**SHORT EXERCISE**
Write out the data below as a JSON list of strings, one string per line, with blank lines dropped. Leave the picture out.

**TASK MATERIAL**
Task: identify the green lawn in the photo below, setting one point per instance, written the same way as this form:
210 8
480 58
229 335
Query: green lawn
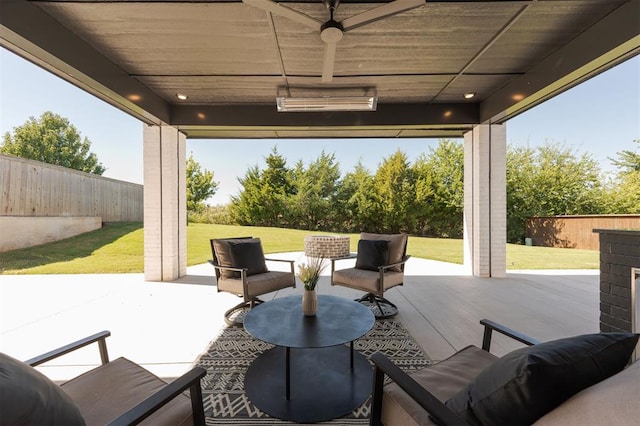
118 248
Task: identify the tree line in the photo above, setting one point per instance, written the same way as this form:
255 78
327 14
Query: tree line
426 197
421 198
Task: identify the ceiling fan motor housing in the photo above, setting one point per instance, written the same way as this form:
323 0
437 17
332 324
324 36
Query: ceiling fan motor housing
331 31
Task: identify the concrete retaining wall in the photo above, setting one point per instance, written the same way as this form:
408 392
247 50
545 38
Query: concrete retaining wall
23 231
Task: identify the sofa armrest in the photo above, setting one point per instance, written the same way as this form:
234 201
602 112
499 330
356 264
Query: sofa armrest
99 338
190 380
489 326
383 365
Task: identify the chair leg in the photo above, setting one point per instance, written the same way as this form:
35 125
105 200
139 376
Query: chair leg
235 315
381 307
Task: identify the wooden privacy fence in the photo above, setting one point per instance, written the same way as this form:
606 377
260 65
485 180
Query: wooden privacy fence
34 189
576 231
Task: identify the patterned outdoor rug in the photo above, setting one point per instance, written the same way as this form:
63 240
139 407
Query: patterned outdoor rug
230 354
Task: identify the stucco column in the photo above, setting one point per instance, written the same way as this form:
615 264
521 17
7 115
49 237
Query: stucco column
165 206
485 201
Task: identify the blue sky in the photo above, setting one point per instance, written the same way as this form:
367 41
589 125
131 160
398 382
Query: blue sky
600 117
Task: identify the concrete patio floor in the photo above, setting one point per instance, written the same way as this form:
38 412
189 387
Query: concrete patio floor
166 326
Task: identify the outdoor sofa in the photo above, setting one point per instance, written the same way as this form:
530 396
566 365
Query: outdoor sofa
118 392
582 380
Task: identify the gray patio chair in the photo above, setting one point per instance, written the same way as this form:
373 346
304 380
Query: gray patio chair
379 266
241 269
118 392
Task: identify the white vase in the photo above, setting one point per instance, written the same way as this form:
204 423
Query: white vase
309 303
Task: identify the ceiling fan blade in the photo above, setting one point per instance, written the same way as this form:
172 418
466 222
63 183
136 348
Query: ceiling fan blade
284 11
329 59
381 12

**ANSWER TO THE PROBLEM**
[
  "Task: identify the green lawn in the photo below, setting one point per instance, written the same way as this form:",
  "210 8",
  "480 58",
  "229 335",
  "Query: green lawn",
  "118 248",
  "Task: identify the tree line in the photo above, setting one point per instance, written the same way as this form:",
  "255 78",
  "327 14",
  "Query: tree line",
  "426 197",
  "421 198",
  "Task: identify the ceiling fan motor housing in the photo above, setting one point per instance, written the same way as this form:",
  "323 0",
  "437 17",
  "332 324",
  "324 36",
  "Query: ceiling fan motor housing",
  "331 31",
  "Task: identify the concrete retaining wall in the photo above, setting one point per instance, written the same way as this form:",
  "408 392",
  "247 50",
  "545 38",
  "Query: concrete retaining wall",
  "23 231",
  "Task: identify the sofa armrest in the photo above, setting one point per instance, written the same way as this form:",
  "234 201",
  "602 112",
  "499 330",
  "356 264",
  "Query: sofa armrest",
  "99 338",
  "190 380",
  "489 326",
  "383 365",
  "Task: identify the chair leg in the photo above, setting one point per instance, written the same way as this form:",
  "35 125",
  "105 200",
  "139 376",
  "Query: chair leg",
  "235 315",
  "381 307",
  "Task: identify the wooden privacy fence in the photo above, setting one point per instance, written the same way as this form:",
  "606 377",
  "260 65",
  "485 180",
  "Query: wooden privacy fence",
  "34 189",
  "576 231",
  "Task: identify the patterned outdoor rug in the photo above, setting one point per instance, written the same way as this form:",
  "63 240",
  "139 407",
  "Query: patterned outdoor rug",
  "230 354",
  "Task: identify the stucco column in the photo above, setting one point per instance, written the same way as this form:",
  "615 264",
  "521 17",
  "7 115",
  "49 237",
  "Query: stucco column",
  "165 206",
  "485 201",
  "Task: identify the blue sky in the photo above, setting one point per instance, written the same way as this form:",
  "367 41",
  "589 125",
  "131 160",
  "398 382",
  "Query: blue sky",
  "600 117",
  "Task: identify the concrete patio floor in the photo above, setting one point per instance, written the same way as this form:",
  "38 412",
  "189 387",
  "Query: concrete patio floor",
  "166 326",
  "Task: identify the outdoor sofa in the photo above, setting one point per instance, written the same way as this form:",
  "530 396",
  "566 365",
  "Query: outdoor sofa",
  "118 392",
  "582 380",
  "Task: identify the gray patio chair in the photo above, setting one point per instance, written the same way as this form:",
  "373 346",
  "304 380",
  "Query: gray patio chair",
  "379 266",
  "241 269",
  "118 392",
  "Task: identify the white vase in the photo above, setting one point per instance, written the same way as this form:",
  "204 423",
  "Query: white vase",
  "309 303",
  "Task: identify the ceiling fan blade in the photo above, setting one point per instance, written the same way as this form:",
  "172 418",
  "466 222",
  "63 183",
  "136 348",
  "Query: ceiling fan blade",
  "284 11",
  "329 59",
  "381 12"
]